To prevent these dangers, dogs should always be supervised when chewing on bones. Owners should also be cautious about the types of bones they give to their dogs. For example, experts advise against giving dogs cooked bones, as cooking makes them brittle and more likely to splinter when chewed.

Raw marrow bones are the best option for dogs. Just ensure that the bone cannot be swallowed whole. If you do not want to take any risks with raw bones, there are a variety of artificial bones specifically made for dogs to chew on, including rawhide, nylon, and starch-based bones available at pet stores.

Give it a try

Are you prepared to offer a bone to a dog? Make sure to explore the following activities with a companion:

  • Do you have a furry best friend at home? It can be tempting to share any bones you come across with your dog, but caution is necessary. Go online and read through the article “CAUTION: Bones Can Kill Your Dog—Find Out Which Ones Are Safe” to learn more about which treats are safe for your pet.

» Provided material
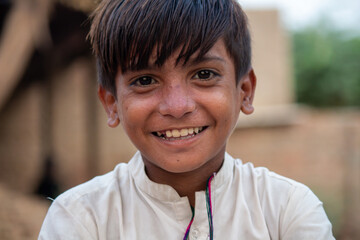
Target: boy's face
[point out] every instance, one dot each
(181, 116)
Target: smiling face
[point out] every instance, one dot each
(181, 116)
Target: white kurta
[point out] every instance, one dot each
(248, 203)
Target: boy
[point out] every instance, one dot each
(176, 75)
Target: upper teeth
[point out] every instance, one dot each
(180, 132)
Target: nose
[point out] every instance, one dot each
(176, 101)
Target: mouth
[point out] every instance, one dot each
(179, 134)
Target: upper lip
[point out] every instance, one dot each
(178, 128)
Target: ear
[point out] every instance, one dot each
(247, 88)
(109, 102)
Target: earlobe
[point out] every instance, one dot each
(109, 101)
(248, 85)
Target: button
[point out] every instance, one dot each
(195, 233)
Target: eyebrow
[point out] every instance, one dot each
(205, 59)
(193, 61)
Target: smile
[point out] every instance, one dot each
(179, 134)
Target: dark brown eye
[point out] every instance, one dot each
(204, 75)
(143, 81)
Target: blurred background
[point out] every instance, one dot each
(306, 125)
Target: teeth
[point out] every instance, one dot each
(179, 133)
(175, 133)
(184, 132)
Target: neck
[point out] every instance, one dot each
(185, 184)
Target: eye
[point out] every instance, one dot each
(205, 75)
(143, 81)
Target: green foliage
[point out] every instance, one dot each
(327, 67)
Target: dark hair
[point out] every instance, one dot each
(125, 33)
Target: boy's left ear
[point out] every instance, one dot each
(247, 91)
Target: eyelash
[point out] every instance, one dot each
(211, 74)
(136, 82)
(206, 71)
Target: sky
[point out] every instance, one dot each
(297, 14)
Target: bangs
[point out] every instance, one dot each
(135, 31)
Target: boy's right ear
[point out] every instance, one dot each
(109, 102)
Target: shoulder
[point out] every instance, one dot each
(97, 186)
(289, 208)
(79, 212)
(268, 182)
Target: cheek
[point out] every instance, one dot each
(134, 111)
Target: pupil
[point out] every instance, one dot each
(145, 81)
(204, 74)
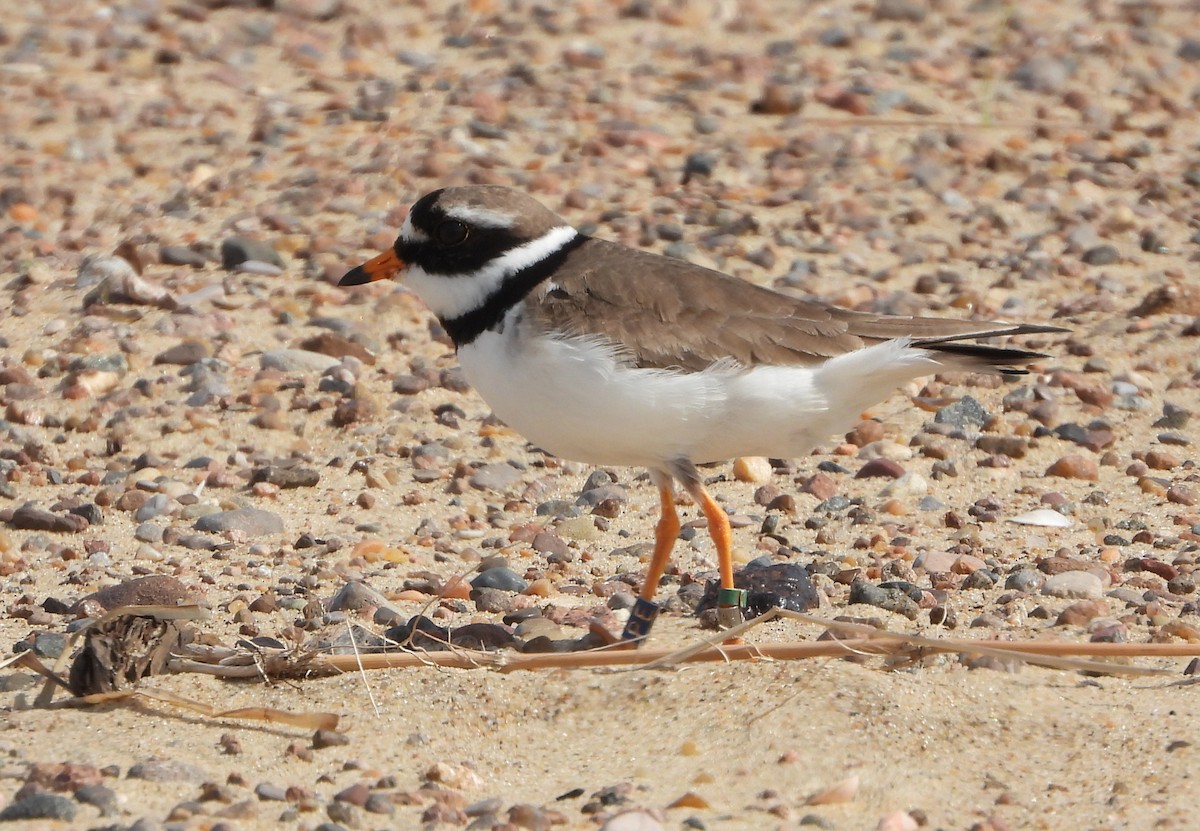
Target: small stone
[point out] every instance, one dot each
(167, 770)
(965, 413)
(1026, 580)
(880, 468)
(99, 796)
(270, 793)
(238, 250)
(40, 806)
(821, 485)
(751, 468)
(1081, 611)
(324, 739)
(250, 521)
(904, 11)
(286, 477)
(778, 100)
(1074, 585)
(355, 596)
(891, 599)
(1102, 255)
(181, 255)
(633, 820)
(501, 578)
(1074, 466)
(183, 354)
(154, 590)
(495, 477)
(336, 346)
(297, 360)
(28, 518)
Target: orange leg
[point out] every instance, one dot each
(730, 601)
(719, 530)
(665, 534)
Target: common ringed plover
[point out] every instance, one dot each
(613, 356)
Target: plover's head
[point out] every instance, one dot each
(459, 246)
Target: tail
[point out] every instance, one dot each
(983, 358)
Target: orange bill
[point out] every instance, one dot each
(384, 267)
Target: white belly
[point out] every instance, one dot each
(573, 398)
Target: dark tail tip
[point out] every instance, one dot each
(355, 276)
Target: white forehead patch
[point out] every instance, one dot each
(453, 296)
(411, 234)
(480, 217)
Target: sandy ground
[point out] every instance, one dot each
(959, 159)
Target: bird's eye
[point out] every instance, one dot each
(451, 232)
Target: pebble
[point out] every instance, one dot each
(495, 477)
(633, 820)
(1026, 580)
(502, 579)
(154, 590)
(167, 770)
(1081, 613)
(768, 586)
(29, 518)
(891, 599)
(286, 477)
(1074, 466)
(965, 413)
(297, 360)
(755, 470)
(881, 468)
(250, 521)
(1083, 585)
(1043, 518)
(238, 250)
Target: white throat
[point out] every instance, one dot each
(453, 296)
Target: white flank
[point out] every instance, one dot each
(577, 399)
(450, 296)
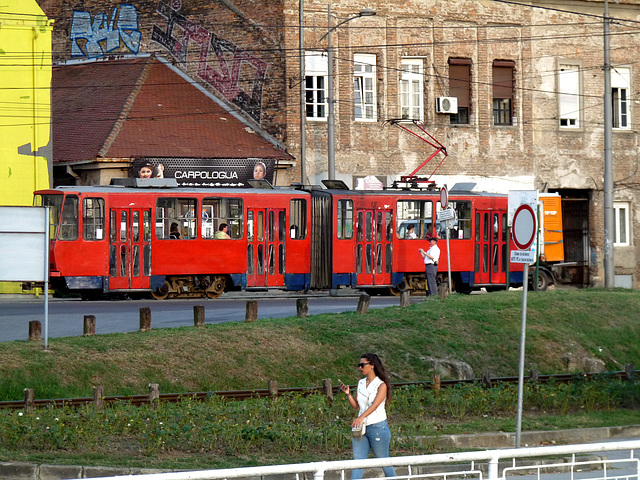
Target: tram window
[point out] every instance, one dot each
(69, 219)
(345, 219)
(93, 218)
(146, 226)
(462, 227)
(250, 259)
(135, 226)
(54, 202)
(147, 260)
(379, 229)
(369, 227)
(271, 227)
(416, 213)
(181, 211)
(298, 219)
(217, 210)
(282, 225)
(281, 263)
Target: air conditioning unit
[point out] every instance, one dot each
(446, 105)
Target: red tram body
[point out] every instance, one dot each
(108, 239)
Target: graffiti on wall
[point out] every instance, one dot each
(222, 65)
(105, 34)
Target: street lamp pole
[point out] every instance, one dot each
(331, 141)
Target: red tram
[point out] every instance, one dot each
(170, 241)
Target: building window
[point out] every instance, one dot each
(411, 89)
(621, 211)
(460, 87)
(503, 92)
(316, 69)
(364, 86)
(620, 83)
(569, 96)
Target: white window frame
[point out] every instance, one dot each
(316, 71)
(569, 96)
(412, 89)
(622, 228)
(364, 87)
(621, 97)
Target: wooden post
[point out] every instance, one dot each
(154, 394)
(486, 379)
(89, 325)
(198, 315)
(363, 303)
(29, 400)
(145, 319)
(436, 383)
(35, 330)
(302, 307)
(273, 388)
(327, 389)
(98, 397)
(629, 371)
(252, 311)
(405, 296)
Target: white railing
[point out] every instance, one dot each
(534, 461)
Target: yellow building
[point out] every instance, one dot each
(25, 103)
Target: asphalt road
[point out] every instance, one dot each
(66, 317)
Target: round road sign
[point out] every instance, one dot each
(444, 197)
(524, 227)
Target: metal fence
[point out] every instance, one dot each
(595, 461)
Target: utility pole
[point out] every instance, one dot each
(609, 221)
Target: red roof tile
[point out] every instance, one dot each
(140, 107)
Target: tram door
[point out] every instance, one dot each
(490, 247)
(374, 246)
(266, 234)
(129, 249)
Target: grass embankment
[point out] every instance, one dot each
(481, 330)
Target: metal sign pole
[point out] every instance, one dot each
(47, 244)
(523, 330)
(449, 259)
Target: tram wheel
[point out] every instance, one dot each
(216, 288)
(162, 292)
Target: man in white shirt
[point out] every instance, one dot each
(431, 258)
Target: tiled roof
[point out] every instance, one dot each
(140, 107)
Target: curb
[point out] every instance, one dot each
(30, 471)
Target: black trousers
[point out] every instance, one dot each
(432, 283)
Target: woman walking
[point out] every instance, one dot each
(374, 390)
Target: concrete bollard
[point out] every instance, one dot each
(35, 330)
(252, 311)
(89, 327)
(98, 397)
(302, 307)
(198, 315)
(273, 388)
(363, 303)
(29, 400)
(145, 319)
(405, 297)
(154, 394)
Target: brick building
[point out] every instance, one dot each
(528, 81)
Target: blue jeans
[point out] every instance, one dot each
(376, 438)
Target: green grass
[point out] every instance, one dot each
(564, 326)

» List of tasks
1 - Please transcribe the passage on dogs and bones, starting at "Are you prepared" and ending at "for your pet.".
2 - Continue the passage on dogs and bones from its final sentence.

» The answers
1 -
Are you prepared to offer a bone to a dog? Make sure to explore the following activities with a companion:

  • Do you have a furry best friend at home? It can be tempting to share any bones you come across with your dog, but caution is necessary. Go online and read through the article “CAUTION: Bones Can Kill Your Dog—Find Out Which Ones Are Safe” to learn more about which treats are safe for your pet.

2 -
  • Ask an adult companion to take you on a trip to a local pet store. Take a look at the variety of bones available for dogs. What types do you find? What different materials are they made of? What recommendations do store employees give for the best types of bones? If you have a dog, buy a bone to bring home as a treat!
  • If you prefer not to give your dog a bone, you can always make other special treats instead. Check out the website “Recipe Ideas for Quick and Healthy Homemade Dog Treats” online. Choose a recipe and prepare it at home. When you’re ready to share the treats with your dog, don’t forget to say, “Bon(e) appetit!” (pun totally intended).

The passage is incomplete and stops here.